* _課題 1_:
後に示す記録のうち、文字列「nose」を含む行はいくつあるか。その数だけを答えよ。大文字と小文字は区別する。

* _本文_:
------------------------------------------------
才事記

父の先見

先週、小耳に挟んだのだが、リカルド・コッキとユリア・ザゴルイチェンコが引退するらしい。いや、もう引退したのかもしれない。ショウダンス界のスターコンビだ。とびきりのダンスを見せてきた。何度、堪能させてくれたことか。とくにロシア出身のユリアのタンゴやルンバやキレッキレッの創作ダンスが逸品だった。溜息が出た。

ぼくはダンスの業界に詳しくないが、あることが気になって5年に一度という程度だけれど、できるだけトップクラスのダンスを見るようにしてきた。あることというのは、父が「日本もダンスとケーキがうまくなったな」と言ったことである。昭和37年(1963)くらいのことだと憶う。何かの拍子にポツンとそう言ったのだ。

それまで中川三郎の社交ダンス、中野ブラザーズのタップダンス、あるいは日劇ダンシングチームのダンサーなどが代表していたところへ、おそらくは《ウェストサイド・ストーリー》の影響だろうと思うのだが、若いダンサーたちが次々に登場してきて、それに父が目を細めたのだろうと想う。日本のケーキがおいしくなったことと併せて、このことをあんな時期に洩らしていたのが父らしかった。

そのころ父は次のようにも言っていた。「セイゴオ、できるだけ日生劇場に行きなさい。武原はんの地唄舞と越路吹雪の舞台を見逃したらあかんで」。その通りにしたわけではないが、武原はんはかなり見た。六本木の稽古場にも通った。日生劇場は村野藤吾設計の、ホールが巨大な貝殻の中にくるまれたような劇場である。父は劇場も見ておきなさいと言ったのだったろう。

ユリアのダンスを見ていると、ロシア人の身体表現の何が図抜けているかがよくわかる。ニジンスキー、イーダ・ルビンシュタイン、アンナ・パブロワも、かくありなむということが蘇る。ルドルフ・ヌレエフがシルヴィ・ギエムやローラン・イレーヌをあのように育てたこともユリアを通して伝わってくる。
------------------------------------------------
* _課題 2_:
上の本文の一部を一字一句そのまま書き写せ。「そのころ父は次のようにも言っ」という語句のあるところから始め、「なさいと言ったのだったろう。」まで写したら止める。
------------------------------------------------
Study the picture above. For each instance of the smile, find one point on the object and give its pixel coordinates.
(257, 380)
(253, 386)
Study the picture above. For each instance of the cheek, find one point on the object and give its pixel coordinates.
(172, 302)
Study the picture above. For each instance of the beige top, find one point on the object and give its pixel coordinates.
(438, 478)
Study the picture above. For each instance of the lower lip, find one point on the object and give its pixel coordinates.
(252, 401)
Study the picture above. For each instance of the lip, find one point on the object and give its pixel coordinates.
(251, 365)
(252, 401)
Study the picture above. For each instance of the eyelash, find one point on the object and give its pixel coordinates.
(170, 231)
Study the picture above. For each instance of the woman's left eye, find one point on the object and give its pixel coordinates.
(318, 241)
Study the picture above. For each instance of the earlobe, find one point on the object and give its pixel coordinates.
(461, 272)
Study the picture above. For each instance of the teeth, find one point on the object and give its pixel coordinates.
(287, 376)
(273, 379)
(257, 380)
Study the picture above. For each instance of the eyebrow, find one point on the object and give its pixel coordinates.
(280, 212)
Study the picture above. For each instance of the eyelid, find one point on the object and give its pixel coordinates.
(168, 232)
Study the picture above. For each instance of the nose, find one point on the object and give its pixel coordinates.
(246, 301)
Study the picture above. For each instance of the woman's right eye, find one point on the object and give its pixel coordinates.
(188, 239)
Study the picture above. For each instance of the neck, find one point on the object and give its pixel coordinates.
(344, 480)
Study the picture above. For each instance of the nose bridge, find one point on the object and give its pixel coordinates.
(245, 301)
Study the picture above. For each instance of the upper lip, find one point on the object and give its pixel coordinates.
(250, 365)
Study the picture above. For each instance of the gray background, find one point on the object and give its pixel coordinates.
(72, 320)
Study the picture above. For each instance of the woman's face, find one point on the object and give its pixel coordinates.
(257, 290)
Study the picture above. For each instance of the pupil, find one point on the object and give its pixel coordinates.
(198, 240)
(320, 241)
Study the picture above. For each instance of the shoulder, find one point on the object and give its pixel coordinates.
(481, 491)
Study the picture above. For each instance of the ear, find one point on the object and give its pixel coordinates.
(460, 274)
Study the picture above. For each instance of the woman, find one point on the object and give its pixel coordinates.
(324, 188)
------------------------------------------------
* _課題の結果 1_:
2

* _課題の結果 2_:
そのころ父は次のようにも言っていた。「セイゴオ、できるだけ日生劇場に行きなさい。武原はんの地唄舞と越路吹雪の舞台を見逃したらあかんで」。その通りにしたわけではないが、武原はんはかなり見た。六本木の稽古場にも通った。日生劇場は村野藤吾設計の、ホールが巨大な貝殻の中にくるまれたような劇場である。父は劇場も見ておきなさいと言ったのだったろう。